That's how long I want to live: 75 years. I am sure of my position. Doubtless, death is a loss. It deprives us of experiences and milestones, of time spent with our spouse and children. In short, it deprives us of all the things we value. But here is a simple truth that many of us seem to resist: living too long is also a loss. It renders many of us, if not disabled, then faltering and declining, a state that may not be worse than death but is nonetheless deprived. It robs us of our creativity and ability to contribute to work, society, the world.
I am talking about how long I want to live and the kind and amount of health care I will consent to after 75. Americans seem to be obsessed with exercising, doing mental puzzles, consuming various juice and protein concoctions, sticking to strict diets, and popping vitamins and supplements, all in a valiant effort to cheat death and prolong life as long as possible. This has become so pervasive that it now defines a cultural type: what I call the American immortal. I reject this aspiration. I think this manic desperation to endlessly extend life is misguided and potentially destructive. For many reasons, 75 is a pretty good age to aim to stop.
Once I have lived to 75, my approach to my health care will completely change. I won't actively end my life. But I won't try to prolong it, either. Today, when the doctor recommends a test or treatment, especially one that will extend our lives, it becomes incumbent upon us to give a good reason why we don't want it. The momentum of medicine and family means we will almost invariably get it.
There's this idea that as we grow older we'll be healthier. I call it the rectangularization of life. You go on as healthy as you've always been and then at the end you just fall off a cliff and die of a heart attack or stroke or something. But over the last 30 years the data has said the opposite. As we add years of life we're adding more years of life with disabilities. We are saving more people who have strokes. That's a triumph. But the consequence is people are living after strokes and they typically have disabilities - they have speech problems or cognitive problems. There's a tradeoff. We have extended the dying process.
This is a view of a future of stasis. If you think that it is going to be more of the same, forever and always, then one might ask what the point of it all is. Nihilism starts with "why live longer," and moves on to "why live at all," but people making arguments like those quoted above are to my eyes living in an incoherent half-way house somewhere distant from any point of actual conviction. Live if you want to live. Die if you want to die. But above all do something about it, don't just lie back in your chair and exist or fail to exist at the whim of fate and the machinations of your own cells. Show some agency.

§ Task objective: Can you print the passage on living to 75 word for word, starting with "This is a view" and going on through "Show some agency."?

§ Given information:

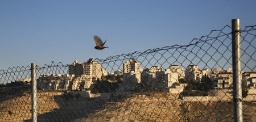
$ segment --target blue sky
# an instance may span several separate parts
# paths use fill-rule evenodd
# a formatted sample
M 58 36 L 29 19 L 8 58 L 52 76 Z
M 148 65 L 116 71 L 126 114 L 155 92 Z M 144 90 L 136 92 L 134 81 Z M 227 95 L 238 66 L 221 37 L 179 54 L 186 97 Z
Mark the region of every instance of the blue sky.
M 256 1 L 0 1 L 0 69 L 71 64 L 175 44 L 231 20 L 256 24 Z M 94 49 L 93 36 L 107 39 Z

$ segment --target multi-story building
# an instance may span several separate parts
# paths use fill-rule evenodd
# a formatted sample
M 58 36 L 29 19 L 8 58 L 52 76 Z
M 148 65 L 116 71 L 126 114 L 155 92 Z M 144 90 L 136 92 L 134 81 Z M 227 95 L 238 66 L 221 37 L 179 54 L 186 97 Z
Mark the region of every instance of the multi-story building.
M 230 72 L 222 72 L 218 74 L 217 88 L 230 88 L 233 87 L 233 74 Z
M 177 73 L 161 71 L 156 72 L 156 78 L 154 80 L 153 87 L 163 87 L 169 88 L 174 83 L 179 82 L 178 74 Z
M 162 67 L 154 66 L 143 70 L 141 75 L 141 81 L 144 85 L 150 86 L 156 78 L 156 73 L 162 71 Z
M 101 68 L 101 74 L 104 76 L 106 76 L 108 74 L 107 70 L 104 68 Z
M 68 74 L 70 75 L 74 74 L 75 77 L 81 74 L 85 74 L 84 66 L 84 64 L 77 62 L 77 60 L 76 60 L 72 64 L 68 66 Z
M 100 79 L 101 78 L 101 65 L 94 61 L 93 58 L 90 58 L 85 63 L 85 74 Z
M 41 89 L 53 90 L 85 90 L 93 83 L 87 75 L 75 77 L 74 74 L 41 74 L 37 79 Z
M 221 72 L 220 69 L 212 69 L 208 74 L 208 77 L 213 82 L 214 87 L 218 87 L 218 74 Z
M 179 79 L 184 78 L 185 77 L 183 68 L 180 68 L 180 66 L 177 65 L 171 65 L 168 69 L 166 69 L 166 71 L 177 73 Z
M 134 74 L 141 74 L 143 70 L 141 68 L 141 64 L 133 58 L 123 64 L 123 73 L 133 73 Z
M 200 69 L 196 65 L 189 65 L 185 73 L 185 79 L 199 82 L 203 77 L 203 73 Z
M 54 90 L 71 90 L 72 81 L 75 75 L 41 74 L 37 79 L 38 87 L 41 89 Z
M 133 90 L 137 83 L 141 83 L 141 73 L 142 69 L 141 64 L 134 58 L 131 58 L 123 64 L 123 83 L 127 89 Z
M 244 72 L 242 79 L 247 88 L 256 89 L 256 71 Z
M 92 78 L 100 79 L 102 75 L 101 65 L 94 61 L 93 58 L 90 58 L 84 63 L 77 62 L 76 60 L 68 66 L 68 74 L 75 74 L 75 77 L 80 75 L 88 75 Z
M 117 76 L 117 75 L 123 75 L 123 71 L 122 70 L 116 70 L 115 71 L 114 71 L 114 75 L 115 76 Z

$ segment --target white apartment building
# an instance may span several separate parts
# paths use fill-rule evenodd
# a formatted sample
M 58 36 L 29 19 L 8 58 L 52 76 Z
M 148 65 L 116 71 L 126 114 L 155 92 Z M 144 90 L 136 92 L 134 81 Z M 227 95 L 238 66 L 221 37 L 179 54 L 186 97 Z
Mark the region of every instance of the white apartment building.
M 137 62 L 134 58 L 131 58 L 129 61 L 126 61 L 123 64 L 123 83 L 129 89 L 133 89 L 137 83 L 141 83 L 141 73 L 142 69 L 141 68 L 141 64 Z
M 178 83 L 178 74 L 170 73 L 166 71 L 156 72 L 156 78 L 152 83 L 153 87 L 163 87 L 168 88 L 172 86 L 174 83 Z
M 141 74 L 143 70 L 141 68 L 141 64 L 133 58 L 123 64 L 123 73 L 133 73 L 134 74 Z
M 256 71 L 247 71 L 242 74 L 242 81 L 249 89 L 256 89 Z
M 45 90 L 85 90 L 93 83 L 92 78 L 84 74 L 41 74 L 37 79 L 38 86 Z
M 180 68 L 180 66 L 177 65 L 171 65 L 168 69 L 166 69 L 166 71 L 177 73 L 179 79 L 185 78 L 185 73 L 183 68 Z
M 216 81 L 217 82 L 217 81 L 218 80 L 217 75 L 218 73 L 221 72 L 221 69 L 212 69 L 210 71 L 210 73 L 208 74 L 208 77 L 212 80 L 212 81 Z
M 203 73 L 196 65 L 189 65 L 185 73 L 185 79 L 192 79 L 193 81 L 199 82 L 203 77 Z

§ Exercise answer:
This is a view of a future of stasis. If you think that it is going to be more of the same, forever and always, then one might ask what the point of it all is. Nihilism starts with "why live longer," and moves on to "why live at all," but people making arguments like those quoted above are to my eyes living in an incoherent half-way house somewhere distant from any point of actual conviction. Live if you want to live. Die if you want to die. But above all do something about it, don't just lie back in your chair and exist or fail to exist at the whim of fate and the machinations of your own cells. Show some agency.